■ Supplied text

-------

A few years ago I wrote a book chapter on the scandal surrounding silent film star, Roscoe “Fatty” Arbuckle. The research taught me many things. I learned that Arbuckle was perhaps the first real movie star. He was among the first — if not the very first — actor to write, direct and star in his own films. He was one of the original Keystone Kops. He was a mentor to Buster Keaton, and his million dollar studio contract even predated Charlie Chaplin’s.
In short, Arbuckle was a big deal. Arbuckle was also the victim of yellow journalism, wrongly accused of a terrible crime and died a pariah. The meteoric rise and hard fall of Roscoe Arbuckle is nothing less than Shakespearean.
Most of Arbuckle’s travails owe to the greed and ambition of two men: San Francisco District Attorney Matthew Brady and newspaper magnate William Randolph Hearst.
Brady saw the groundswell of media attention surrounding Arbuckle’s legal troubles as a way to advance his financial and political fortunes. Brady had his sights set on becoming the governor of California. Nothing catapults a prosecutor into the public consciousness like a big vulgar show trial. Brady also received a pair of inexplicable payments ($10,000 each — this was 1921) from studio head Aldolph Zukor — with whom Arbuckle had a protracted dispute.
Then there’s Hearst. From all accounts, Hearst seemed to enjoy the sport of ruining people for profit. Destroying Arbuckle in a moment of vulnerability wasn’t just taking candy from a baby. It was taking the candy, kicking the stroller off a cliff and running a bulldozer over it once it reached bottom.
Hearst recognized the great media fodder Arbuckle represented. His vast media empire painted the portly movie idol as a monstrous villain, rapist and murderer. It matters little that the evidence said otherwise. Delivering Arbuckle’s head on a pike proved to be extremely profitable. The sensation of it sold a lot of papers.
It took three trials to acquit Arbuckle: one deadlocked to convict; one deadlocked to acquit; and finally a verdict in number three. When the third jury pronounced Arbuckle not guilty, they had deliberated for fewer than five minutes; and in that time they composed a note apologizing to Arbuckle for the grievous shame done to him.
None of this mattered. Arbuckle’s life was largely over. His films had been pulled from all theaters. He had been banned from working in the industry. The outrage over Arbuckle’s non-crime ushered in the era of the Hayes Code and censorial puritanism.

-------

■ Stored data
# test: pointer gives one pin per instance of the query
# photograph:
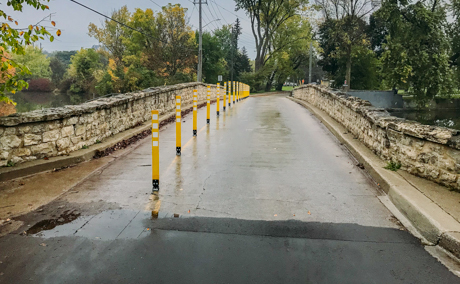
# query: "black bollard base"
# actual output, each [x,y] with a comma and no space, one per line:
[155,185]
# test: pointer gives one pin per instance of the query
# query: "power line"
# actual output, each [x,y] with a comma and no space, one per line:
[122,24]
[155,3]
[232,13]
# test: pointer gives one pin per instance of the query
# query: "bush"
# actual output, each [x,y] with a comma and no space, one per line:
[40,85]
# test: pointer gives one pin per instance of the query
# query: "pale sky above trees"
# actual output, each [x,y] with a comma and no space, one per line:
[73,20]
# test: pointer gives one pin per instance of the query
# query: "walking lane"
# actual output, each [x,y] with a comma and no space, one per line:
[273,198]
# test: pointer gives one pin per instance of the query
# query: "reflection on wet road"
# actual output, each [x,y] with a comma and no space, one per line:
[264,194]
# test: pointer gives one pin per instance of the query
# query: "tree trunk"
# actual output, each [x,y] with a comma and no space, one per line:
[279,86]
[269,84]
[258,63]
[348,72]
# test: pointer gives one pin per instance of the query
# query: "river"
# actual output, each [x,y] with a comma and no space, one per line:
[28,101]
[442,117]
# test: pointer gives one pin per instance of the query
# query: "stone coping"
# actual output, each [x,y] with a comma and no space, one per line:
[383,119]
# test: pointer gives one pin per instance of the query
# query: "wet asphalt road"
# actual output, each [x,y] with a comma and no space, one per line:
[265,194]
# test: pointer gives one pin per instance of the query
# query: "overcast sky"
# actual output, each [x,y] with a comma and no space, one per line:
[73,20]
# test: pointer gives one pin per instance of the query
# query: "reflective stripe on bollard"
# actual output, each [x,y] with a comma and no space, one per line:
[208,105]
[178,125]
[195,107]
[155,151]
[225,96]
[233,92]
[218,98]
[229,93]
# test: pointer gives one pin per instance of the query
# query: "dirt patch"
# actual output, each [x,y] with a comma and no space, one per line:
[125,143]
[49,224]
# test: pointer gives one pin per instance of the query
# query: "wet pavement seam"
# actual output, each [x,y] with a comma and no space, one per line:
[127,224]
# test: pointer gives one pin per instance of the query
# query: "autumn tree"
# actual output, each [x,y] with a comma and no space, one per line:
[14,36]
[112,35]
[417,53]
[347,20]
[173,52]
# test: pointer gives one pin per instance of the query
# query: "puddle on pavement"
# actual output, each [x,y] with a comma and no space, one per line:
[50,224]
[107,225]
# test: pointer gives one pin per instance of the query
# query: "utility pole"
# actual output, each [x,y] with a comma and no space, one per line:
[311,59]
[200,44]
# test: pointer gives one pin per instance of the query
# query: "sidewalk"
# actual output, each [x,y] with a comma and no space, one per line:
[430,211]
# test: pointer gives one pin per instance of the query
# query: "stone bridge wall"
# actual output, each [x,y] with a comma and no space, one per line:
[427,151]
[59,131]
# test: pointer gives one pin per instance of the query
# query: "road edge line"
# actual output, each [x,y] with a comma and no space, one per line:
[83,155]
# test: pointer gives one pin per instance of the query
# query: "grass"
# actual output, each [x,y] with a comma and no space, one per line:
[392,166]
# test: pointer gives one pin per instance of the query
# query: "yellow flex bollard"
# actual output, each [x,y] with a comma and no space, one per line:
[208,105]
[195,108]
[239,91]
[229,93]
[178,126]
[233,92]
[218,98]
[155,151]
[225,96]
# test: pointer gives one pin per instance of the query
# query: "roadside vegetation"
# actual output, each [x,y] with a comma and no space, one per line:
[412,47]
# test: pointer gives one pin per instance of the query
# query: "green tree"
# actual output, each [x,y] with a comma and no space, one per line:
[214,63]
[58,69]
[64,56]
[111,35]
[85,71]
[347,22]
[13,39]
[417,52]
[35,61]
[267,17]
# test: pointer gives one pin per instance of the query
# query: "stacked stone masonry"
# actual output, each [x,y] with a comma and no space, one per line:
[59,131]
[427,151]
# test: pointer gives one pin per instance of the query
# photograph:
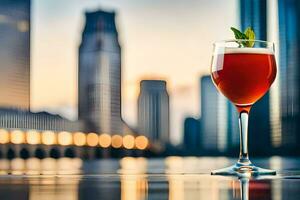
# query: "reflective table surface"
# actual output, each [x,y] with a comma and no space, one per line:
[129,178]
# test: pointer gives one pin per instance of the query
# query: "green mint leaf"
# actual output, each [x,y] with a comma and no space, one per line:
[239,36]
[250,35]
[247,35]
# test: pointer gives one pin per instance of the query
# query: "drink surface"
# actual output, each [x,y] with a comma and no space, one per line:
[244,75]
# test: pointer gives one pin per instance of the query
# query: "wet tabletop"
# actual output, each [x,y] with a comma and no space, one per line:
[129,178]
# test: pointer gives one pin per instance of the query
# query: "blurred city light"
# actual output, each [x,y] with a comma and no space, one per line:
[104,140]
[33,137]
[128,141]
[64,138]
[79,139]
[17,137]
[116,141]
[92,139]
[4,136]
[141,142]
[48,138]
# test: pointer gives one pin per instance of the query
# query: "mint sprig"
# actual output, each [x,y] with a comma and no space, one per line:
[247,35]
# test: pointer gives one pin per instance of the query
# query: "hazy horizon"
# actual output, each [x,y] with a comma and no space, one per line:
[159,39]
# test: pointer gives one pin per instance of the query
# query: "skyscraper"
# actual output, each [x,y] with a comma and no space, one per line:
[191,137]
[254,14]
[219,119]
[153,110]
[100,75]
[289,65]
[15,54]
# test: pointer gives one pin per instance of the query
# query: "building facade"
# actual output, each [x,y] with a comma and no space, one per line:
[99,75]
[289,65]
[42,121]
[153,110]
[191,137]
[15,54]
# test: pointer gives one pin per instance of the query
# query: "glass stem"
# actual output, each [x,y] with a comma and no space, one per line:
[243,122]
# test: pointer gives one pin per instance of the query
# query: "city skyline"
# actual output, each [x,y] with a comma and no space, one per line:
[137,36]
[99,75]
[15,43]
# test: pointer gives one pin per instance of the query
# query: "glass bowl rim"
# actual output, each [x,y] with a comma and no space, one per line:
[268,43]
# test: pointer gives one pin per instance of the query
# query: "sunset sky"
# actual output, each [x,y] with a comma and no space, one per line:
[160,39]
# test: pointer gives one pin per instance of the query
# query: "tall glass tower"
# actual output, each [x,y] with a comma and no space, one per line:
[253,13]
[15,54]
[153,110]
[99,75]
[289,65]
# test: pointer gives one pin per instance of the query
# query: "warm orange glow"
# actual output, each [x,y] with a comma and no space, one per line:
[79,139]
[128,141]
[17,137]
[65,138]
[48,138]
[141,142]
[4,136]
[92,139]
[116,141]
[33,137]
[104,140]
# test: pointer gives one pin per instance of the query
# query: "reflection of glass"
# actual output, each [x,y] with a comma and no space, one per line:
[243,75]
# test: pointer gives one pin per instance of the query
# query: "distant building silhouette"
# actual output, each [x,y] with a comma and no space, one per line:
[99,75]
[26,120]
[254,14]
[219,120]
[15,54]
[289,65]
[192,138]
[153,110]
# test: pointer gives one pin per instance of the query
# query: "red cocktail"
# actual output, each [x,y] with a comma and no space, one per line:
[243,75]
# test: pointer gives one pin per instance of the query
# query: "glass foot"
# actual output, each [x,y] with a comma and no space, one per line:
[243,170]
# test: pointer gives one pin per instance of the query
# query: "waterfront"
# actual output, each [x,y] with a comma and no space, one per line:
[140,178]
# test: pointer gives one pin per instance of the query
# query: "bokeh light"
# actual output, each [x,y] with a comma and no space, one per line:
[33,137]
[141,142]
[104,140]
[17,137]
[92,139]
[79,139]
[116,141]
[65,138]
[48,138]
[4,136]
[128,141]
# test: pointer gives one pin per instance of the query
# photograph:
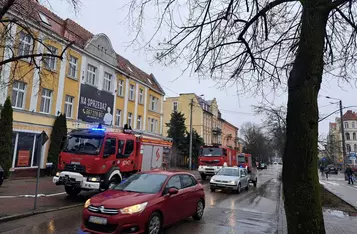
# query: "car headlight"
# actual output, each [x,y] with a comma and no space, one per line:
[87,204]
[93,179]
[134,209]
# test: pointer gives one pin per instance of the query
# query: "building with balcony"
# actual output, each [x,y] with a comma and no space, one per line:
[206,119]
[92,84]
[334,139]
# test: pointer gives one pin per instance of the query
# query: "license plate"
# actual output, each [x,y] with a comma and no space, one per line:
[97,220]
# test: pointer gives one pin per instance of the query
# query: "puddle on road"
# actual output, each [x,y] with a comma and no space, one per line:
[340,214]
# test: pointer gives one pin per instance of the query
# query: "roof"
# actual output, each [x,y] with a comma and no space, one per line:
[71,31]
[349,115]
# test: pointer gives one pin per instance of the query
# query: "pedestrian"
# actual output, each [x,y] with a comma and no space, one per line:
[322,169]
[327,171]
[349,173]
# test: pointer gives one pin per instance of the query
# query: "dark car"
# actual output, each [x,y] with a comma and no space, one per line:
[1,175]
[145,203]
[332,168]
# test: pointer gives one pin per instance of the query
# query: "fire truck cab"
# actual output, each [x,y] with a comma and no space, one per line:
[93,159]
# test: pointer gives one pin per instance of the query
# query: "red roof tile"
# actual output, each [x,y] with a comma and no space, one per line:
[71,31]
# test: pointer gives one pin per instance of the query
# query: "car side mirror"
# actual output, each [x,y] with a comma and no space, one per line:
[173,191]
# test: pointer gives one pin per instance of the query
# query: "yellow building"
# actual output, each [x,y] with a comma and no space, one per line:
[206,119]
[92,84]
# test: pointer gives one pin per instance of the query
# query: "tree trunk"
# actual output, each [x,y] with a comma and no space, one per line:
[300,177]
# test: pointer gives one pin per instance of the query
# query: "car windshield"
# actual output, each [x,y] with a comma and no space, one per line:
[229,172]
[212,152]
[241,159]
[83,145]
[142,183]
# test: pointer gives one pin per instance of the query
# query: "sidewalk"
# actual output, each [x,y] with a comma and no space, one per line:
[337,185]
[335,221]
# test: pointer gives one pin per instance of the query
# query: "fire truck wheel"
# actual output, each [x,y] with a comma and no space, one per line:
[72,191]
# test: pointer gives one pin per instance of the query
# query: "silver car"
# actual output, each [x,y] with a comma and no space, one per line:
[230,178]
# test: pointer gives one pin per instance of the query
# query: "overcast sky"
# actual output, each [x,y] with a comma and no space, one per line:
[107,17]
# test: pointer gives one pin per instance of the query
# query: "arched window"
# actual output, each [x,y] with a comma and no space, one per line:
[348,147]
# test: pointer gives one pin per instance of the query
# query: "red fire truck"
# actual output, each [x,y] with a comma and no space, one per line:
[94,159]
[213,158]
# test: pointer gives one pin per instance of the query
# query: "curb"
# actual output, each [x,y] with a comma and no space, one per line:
[27,214]
[349,203]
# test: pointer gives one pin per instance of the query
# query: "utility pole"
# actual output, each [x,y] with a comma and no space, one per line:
[343,137]
[190,152]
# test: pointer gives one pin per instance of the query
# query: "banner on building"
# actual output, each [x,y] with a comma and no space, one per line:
[95,106]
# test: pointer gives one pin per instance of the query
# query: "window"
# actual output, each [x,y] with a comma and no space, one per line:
[25,44]
[120,87]
[141,96]
[175,105]
[18,94]
[129,147]
[153,103]
[68,106]
[347,136]
[130,115]
[348,147]
[72,69]
[110,146]
[107,81]
[187,181]
[346,124]
[139,122]
[50,61]
[174,182]
[118,117]
[46,101]
[131,93]
[153,124]
[91,73]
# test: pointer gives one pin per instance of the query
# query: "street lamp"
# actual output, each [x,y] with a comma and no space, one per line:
[342,131]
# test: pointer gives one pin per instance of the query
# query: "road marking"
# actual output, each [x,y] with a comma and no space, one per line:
[33,195]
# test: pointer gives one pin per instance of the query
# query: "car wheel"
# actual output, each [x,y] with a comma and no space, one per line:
[154,225]
[72,191]
[238,188]
[199,210]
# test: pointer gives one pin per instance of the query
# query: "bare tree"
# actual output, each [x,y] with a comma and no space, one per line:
[275,123]
[18,19]
[259,44]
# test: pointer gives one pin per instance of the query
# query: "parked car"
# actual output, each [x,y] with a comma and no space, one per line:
[332,168]
[1,175]
[262,166]
[145,203]
[230,178]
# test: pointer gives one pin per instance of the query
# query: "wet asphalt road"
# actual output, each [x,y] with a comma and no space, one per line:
[253,211]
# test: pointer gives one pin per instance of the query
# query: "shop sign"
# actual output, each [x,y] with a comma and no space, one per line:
[95,106]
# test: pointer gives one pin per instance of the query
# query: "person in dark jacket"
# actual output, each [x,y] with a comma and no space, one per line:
[349,173]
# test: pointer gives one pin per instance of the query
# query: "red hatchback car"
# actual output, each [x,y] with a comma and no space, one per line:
[145,203]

-------

■ Exercise requirements
**1)** In the Arbuckle text, how long did the third jury deliberate before finding him not guilty?
**2)** Gather each line of the records that includes the string "stone".

■ List of solutions
**1)** Fewer than five minutes.

**2)**
# query: "stone coping"
# query: "stone bridge wall"
# query: "stacked stone masonry"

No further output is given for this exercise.